(TEKSTGEDEELTE)
▬▬▬▬▬▬
Hoe oordeelt u over de term «landroof» die door critici gebruikt wordt om de grootschalige grondinvesteringen te beschrijven?

Vraag 3

Deelt u de mening dat de lokale bevolking benadeeld wordt door het grootschalig opkopen van landbouwgrond door buitenlandse investeerders? Zo nee, kun u uw antwoord onderbouwen?

Vraag 4

Kunt u puntsgewijs ingaan op de door het Transnational Institute (TNI) genoemde gevolgen voor mens en milieu van dergelijke grondinvesteringen, te weten: de afkalvende voedselveiligheid en voedselsoevereiniteit binnen Europa, de bedreiging van het Europese model van een klein boerenbedrijf in familiebezit, de verslechterde economische positie van de lokale boeren, de opwaartse werkloosheid onder de lokale bevolking en de negatieve impact op natuurlijke bronnen?2

Vraag 5

Kunt u uw visie geven op de oorzaken van het snel stijgende opkoopgedrag van investeerders? In hoeverre speelt speculatie hierin volgens u een rol?
▬▬▬▬▬▬
(DATASETRECORDS)
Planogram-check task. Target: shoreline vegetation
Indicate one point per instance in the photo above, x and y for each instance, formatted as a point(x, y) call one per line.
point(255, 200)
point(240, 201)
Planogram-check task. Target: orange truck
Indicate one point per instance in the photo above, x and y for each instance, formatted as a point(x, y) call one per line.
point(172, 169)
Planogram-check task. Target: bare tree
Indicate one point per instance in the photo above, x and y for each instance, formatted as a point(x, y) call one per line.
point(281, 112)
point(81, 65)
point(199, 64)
▬▬▬▬▬▬
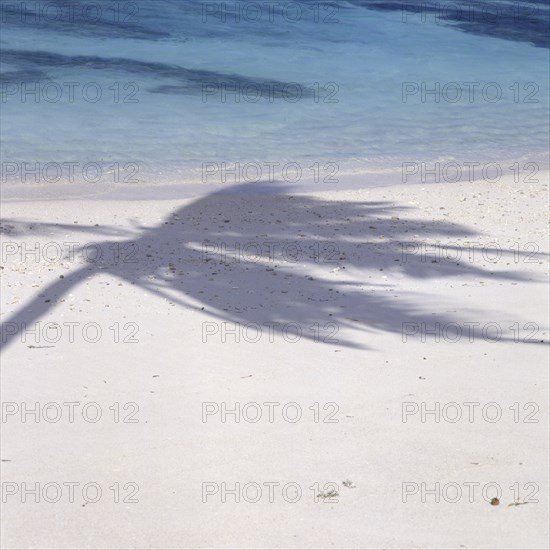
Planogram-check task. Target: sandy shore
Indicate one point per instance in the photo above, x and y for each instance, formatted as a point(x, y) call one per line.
▬▬▬▬▬▬
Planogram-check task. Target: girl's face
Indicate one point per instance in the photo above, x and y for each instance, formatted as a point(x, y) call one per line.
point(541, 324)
▬▬▬▬▬▬
(SCHRIFTELIJKE OPDRACHT)
Geef het tekstgedeelte over grondinvesteringen opnieuw weer vanaf "Deelt u de mening" tot en met "volgens u een rol?", en vervang daarbij "lokale bevolking" overal door "plaatselijke bevolking".

(SCHRIFTELIJK ANTWOORD)
Deelt u de mening dat de plaatselijke bevolking benadeeld wordt door het grootschalig opkopen van landbouwgrond door buitenlandse investeerders? Zo nee, kun u uw antwoord onderbouwen?

Vraag 4

Kunt u puntsgewijs ingaan op de door het Transnational Institute (TNI) genoemde gevolgen voor mens en milieu van dergelijke grondinvesteringen, te weten: de afkalvende voedselveiligheid en voedselsoevereiniteit binnen Europa, de bedreiging van het Europese model van een klein boerenbedrijf in familiebezit, de verslechterde economische positie van de lokale boeren, de opwaartse werkloosheid onder de plaatselijke bevolking en de negatieve impact op natuurlijke bronnen?2

Vraag 5

Kunt u uw visie geven op de oorzaken van het snel stijgende opkoopgedrag van investeerders? In hoeverre speelt speculatie hierin volgens u een rol?